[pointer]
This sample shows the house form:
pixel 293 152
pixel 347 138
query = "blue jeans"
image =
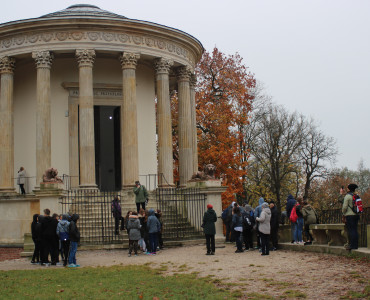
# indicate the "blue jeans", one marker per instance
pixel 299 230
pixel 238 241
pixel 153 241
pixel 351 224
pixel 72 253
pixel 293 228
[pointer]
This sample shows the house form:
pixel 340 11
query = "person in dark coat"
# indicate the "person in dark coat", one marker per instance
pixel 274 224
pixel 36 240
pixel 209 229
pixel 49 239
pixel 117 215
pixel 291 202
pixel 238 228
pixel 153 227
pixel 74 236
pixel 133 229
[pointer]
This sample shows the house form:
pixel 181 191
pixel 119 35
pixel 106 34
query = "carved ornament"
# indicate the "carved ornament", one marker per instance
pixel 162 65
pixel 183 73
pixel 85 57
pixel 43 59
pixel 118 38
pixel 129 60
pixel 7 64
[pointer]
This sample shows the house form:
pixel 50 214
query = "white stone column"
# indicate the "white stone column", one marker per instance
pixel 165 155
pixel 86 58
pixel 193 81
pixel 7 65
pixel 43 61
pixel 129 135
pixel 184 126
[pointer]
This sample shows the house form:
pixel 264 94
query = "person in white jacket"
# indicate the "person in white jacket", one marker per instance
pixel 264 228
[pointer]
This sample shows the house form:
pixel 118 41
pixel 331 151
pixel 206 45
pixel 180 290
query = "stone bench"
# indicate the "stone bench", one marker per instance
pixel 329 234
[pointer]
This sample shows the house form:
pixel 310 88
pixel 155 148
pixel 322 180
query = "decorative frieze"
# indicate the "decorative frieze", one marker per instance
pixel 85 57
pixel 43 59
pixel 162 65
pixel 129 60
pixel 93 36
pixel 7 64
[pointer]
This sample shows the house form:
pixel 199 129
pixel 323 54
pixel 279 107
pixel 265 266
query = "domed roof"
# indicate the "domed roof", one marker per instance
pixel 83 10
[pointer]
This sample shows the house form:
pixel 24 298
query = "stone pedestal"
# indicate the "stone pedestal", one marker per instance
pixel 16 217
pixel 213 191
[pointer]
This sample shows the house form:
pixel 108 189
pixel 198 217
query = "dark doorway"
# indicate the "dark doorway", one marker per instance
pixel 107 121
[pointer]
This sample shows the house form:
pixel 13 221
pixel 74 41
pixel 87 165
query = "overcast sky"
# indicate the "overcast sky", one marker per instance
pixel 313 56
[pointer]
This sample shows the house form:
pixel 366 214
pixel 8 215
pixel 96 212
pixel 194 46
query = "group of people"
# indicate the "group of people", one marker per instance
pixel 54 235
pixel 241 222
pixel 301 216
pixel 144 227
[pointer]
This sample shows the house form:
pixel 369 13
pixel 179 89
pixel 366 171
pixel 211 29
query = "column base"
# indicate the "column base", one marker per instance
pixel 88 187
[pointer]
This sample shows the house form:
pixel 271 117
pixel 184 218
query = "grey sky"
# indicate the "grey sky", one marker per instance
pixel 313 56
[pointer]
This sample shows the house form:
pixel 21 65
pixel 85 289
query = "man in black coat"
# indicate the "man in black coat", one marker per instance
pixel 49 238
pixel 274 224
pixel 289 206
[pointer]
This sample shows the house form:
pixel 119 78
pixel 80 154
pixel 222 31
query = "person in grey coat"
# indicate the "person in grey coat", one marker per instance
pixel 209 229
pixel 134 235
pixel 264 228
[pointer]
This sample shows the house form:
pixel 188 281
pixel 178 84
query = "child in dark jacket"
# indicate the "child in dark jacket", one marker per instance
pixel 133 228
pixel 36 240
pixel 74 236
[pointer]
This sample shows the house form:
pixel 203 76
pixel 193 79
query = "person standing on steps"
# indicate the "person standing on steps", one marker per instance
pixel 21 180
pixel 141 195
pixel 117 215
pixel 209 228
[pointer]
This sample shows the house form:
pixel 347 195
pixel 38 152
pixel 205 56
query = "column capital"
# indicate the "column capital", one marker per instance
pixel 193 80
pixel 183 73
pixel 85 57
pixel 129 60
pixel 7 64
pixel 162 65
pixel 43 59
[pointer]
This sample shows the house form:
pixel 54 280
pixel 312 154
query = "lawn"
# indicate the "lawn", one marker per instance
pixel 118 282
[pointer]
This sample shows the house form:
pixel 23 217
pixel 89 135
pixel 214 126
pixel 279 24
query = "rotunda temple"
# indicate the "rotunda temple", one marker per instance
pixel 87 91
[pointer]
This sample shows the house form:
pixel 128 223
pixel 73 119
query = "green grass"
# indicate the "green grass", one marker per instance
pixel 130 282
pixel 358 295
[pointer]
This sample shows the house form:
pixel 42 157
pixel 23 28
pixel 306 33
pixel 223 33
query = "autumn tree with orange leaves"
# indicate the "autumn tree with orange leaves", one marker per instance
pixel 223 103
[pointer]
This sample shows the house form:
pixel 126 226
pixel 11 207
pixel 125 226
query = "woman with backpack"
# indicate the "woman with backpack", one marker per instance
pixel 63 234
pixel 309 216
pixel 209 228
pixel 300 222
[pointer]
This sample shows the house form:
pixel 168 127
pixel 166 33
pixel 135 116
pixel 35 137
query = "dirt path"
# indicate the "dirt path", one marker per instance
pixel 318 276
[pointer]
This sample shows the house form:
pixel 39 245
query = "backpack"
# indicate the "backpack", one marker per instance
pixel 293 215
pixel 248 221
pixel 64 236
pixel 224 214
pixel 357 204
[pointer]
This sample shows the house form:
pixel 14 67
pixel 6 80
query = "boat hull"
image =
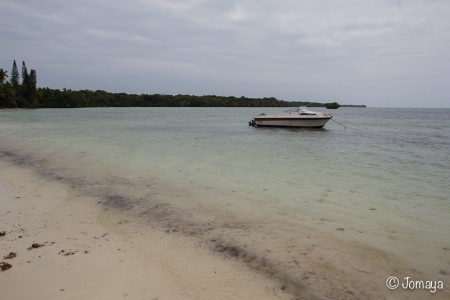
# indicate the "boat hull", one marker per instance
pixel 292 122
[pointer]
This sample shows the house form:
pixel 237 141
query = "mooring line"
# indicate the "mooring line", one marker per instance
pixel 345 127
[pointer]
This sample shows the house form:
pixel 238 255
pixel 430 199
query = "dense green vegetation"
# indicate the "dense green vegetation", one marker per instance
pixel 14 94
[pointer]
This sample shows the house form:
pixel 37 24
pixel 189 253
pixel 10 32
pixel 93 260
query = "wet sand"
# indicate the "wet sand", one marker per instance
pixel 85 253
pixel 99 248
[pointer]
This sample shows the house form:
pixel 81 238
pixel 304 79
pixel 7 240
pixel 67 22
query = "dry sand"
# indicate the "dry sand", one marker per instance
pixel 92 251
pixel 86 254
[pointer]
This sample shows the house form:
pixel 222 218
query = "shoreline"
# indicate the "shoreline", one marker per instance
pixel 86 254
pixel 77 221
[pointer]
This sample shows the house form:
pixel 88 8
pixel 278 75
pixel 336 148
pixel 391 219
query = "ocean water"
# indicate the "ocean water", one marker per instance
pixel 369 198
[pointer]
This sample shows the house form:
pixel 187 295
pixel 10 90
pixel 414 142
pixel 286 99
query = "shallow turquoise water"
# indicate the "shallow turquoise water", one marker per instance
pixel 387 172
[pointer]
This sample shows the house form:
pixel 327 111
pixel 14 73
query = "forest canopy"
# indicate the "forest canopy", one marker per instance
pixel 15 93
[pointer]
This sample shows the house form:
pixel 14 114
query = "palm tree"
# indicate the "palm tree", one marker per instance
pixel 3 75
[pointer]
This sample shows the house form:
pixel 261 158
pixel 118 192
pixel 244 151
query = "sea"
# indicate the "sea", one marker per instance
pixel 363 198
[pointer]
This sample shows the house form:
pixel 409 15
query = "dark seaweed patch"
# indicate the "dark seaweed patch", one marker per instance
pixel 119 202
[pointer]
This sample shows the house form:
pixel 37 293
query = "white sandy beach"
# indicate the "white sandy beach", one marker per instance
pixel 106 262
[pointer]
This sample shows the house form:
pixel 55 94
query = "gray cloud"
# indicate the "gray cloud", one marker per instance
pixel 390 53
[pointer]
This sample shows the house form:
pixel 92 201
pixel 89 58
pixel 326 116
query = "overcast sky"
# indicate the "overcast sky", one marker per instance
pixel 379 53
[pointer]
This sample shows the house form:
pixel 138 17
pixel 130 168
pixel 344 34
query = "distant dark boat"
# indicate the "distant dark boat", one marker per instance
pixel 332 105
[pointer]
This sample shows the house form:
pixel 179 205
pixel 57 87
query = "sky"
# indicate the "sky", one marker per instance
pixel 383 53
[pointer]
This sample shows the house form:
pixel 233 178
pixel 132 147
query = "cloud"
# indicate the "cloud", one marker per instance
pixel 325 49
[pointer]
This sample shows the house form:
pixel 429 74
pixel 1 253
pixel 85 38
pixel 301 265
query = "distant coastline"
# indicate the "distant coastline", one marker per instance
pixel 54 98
----------
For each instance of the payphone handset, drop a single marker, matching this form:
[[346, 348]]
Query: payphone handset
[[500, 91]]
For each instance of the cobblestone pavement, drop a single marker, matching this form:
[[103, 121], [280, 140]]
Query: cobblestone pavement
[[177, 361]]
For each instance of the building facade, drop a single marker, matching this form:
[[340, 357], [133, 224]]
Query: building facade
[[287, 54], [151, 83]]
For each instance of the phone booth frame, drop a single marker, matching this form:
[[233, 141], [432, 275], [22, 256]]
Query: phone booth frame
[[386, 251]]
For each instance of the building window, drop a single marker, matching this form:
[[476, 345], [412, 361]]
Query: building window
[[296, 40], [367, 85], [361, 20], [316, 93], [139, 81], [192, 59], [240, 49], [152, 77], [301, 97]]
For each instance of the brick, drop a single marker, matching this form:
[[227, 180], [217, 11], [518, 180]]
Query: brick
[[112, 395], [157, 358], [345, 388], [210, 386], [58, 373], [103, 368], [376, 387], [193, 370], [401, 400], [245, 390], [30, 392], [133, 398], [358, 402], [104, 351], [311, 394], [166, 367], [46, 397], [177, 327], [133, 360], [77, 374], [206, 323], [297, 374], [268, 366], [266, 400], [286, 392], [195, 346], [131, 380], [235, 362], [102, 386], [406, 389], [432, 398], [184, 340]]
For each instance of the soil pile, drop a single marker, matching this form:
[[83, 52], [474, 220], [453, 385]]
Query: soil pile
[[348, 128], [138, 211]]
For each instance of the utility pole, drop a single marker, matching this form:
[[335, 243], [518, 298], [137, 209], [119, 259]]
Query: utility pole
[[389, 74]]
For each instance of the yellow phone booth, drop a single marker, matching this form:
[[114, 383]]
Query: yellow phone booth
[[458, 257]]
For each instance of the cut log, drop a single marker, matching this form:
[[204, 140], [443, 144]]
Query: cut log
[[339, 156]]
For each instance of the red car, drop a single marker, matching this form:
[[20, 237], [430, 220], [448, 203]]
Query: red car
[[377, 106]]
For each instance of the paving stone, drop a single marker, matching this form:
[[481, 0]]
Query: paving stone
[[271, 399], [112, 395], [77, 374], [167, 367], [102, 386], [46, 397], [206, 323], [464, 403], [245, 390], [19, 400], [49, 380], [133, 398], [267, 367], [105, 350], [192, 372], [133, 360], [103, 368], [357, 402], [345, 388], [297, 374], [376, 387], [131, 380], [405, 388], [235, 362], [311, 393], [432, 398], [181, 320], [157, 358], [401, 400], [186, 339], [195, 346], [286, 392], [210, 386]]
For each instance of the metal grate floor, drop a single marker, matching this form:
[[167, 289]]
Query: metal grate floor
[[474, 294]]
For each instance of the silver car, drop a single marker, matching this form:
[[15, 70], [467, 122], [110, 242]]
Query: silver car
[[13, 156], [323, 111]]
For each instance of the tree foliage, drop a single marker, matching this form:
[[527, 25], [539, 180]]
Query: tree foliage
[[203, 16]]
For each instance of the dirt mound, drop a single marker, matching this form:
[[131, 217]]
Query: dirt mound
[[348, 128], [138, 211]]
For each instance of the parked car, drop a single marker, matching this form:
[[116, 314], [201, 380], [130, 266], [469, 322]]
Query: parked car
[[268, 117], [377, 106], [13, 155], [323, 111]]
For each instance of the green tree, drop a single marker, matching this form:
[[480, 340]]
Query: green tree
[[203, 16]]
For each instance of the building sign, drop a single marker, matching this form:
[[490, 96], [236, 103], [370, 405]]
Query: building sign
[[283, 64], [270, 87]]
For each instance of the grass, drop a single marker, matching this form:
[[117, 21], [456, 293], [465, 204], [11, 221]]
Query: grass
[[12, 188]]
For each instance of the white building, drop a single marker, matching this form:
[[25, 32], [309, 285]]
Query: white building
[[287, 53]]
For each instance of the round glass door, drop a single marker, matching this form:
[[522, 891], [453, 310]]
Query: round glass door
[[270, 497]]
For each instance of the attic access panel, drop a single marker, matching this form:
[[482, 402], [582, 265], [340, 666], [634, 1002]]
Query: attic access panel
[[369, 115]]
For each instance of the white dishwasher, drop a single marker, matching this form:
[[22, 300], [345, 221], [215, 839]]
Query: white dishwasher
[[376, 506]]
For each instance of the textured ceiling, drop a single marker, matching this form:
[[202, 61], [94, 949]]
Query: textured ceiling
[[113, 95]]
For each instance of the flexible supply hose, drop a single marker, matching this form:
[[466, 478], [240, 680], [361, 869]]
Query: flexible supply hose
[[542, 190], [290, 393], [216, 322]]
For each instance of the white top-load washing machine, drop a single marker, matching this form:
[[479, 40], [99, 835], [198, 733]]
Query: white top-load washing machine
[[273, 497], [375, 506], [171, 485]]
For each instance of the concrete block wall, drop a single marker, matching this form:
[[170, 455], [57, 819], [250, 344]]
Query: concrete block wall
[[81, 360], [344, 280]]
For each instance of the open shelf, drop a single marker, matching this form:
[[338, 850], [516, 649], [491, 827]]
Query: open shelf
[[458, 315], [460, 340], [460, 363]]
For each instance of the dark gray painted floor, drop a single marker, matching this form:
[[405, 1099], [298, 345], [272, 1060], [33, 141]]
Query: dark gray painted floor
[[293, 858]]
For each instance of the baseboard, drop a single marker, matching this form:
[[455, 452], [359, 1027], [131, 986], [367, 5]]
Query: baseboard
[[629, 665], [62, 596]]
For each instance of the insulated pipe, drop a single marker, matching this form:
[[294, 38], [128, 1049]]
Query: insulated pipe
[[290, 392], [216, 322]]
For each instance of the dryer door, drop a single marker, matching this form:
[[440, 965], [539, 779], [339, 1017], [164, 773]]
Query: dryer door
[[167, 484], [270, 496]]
----------
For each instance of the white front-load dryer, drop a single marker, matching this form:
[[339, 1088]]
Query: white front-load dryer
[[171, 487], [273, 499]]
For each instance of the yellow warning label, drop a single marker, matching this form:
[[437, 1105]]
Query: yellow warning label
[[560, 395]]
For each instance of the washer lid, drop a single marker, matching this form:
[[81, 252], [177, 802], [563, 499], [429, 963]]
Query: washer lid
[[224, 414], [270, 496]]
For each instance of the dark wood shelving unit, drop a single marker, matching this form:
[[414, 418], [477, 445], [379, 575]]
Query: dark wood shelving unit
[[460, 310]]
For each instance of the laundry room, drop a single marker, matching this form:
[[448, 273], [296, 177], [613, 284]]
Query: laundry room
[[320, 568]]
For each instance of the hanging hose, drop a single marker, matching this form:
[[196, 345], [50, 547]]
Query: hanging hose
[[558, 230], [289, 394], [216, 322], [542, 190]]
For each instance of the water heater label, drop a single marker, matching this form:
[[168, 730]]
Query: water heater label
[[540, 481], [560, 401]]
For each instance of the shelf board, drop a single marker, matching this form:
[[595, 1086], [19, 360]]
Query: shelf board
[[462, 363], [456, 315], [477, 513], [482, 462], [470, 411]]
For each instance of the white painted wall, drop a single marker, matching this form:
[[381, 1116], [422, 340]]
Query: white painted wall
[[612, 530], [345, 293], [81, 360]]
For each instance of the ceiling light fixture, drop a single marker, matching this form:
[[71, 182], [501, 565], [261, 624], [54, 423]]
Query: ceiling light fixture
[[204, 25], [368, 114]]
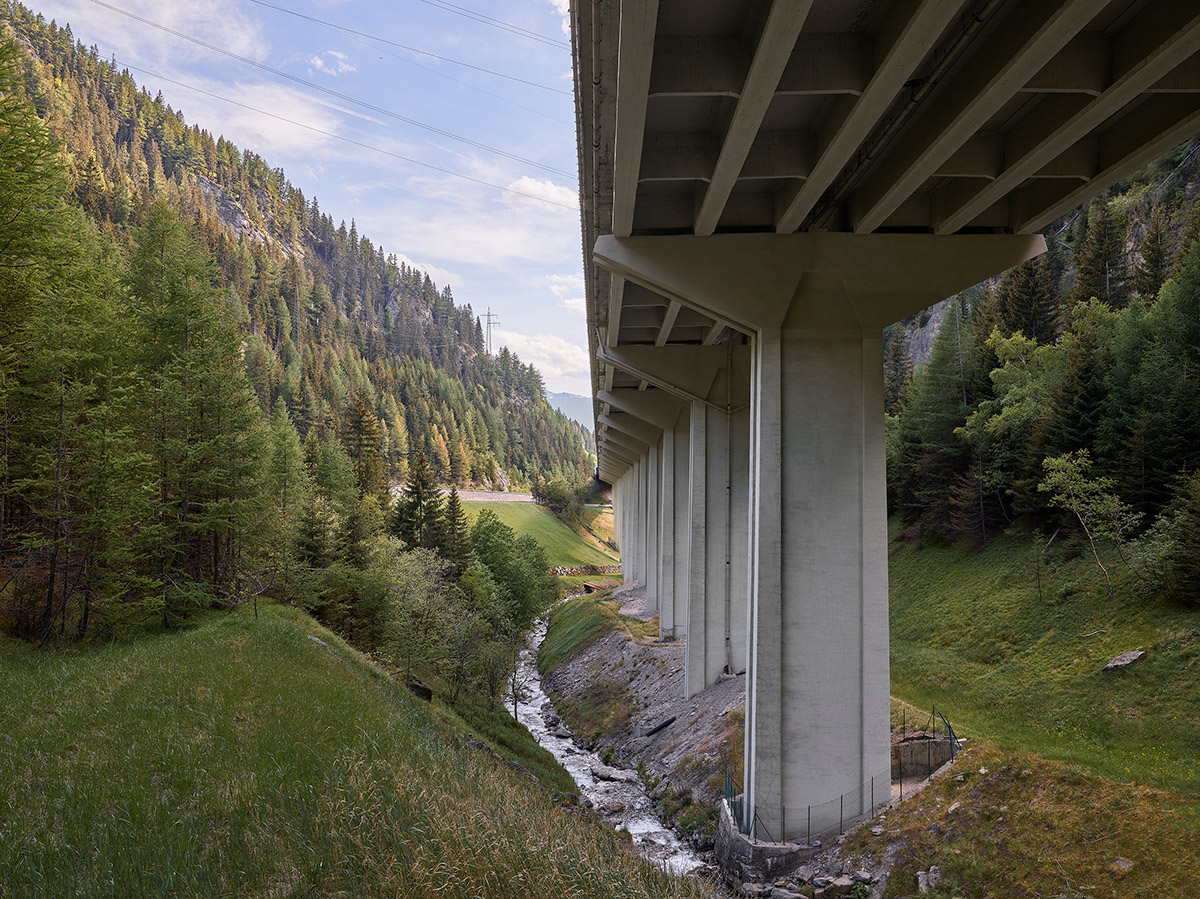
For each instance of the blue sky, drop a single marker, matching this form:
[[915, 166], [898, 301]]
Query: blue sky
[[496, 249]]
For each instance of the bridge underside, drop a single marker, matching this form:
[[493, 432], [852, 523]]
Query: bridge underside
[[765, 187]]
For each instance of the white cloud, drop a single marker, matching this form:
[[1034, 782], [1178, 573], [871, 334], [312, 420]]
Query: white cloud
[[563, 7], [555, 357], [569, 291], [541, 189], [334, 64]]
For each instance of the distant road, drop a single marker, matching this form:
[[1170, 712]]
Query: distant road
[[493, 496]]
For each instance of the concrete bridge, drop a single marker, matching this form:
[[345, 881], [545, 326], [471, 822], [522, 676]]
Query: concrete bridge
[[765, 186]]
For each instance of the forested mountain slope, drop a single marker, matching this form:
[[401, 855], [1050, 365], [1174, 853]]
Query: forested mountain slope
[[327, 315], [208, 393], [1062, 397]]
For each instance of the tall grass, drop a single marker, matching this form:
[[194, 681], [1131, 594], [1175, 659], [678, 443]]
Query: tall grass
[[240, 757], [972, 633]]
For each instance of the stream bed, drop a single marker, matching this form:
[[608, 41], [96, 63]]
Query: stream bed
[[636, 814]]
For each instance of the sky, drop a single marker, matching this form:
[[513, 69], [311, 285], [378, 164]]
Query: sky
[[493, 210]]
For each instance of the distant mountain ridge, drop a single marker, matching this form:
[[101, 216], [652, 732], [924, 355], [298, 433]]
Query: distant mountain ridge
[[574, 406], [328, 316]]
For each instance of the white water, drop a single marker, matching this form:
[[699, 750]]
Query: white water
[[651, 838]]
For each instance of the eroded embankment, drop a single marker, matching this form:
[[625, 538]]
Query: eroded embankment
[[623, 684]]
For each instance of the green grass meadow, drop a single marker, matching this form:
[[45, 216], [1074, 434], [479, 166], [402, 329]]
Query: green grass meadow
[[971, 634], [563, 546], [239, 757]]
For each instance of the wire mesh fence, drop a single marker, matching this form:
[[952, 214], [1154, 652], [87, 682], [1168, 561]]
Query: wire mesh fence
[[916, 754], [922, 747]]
----------
*WHAT IS EXPECTED*.
Pull out each line of the rows above that contains the string "block", and copy those lines unchanged.

*THE RESULT*.
For each instance of the concrete block wall, drop a single marker, matching this form:
Query: concrete block wall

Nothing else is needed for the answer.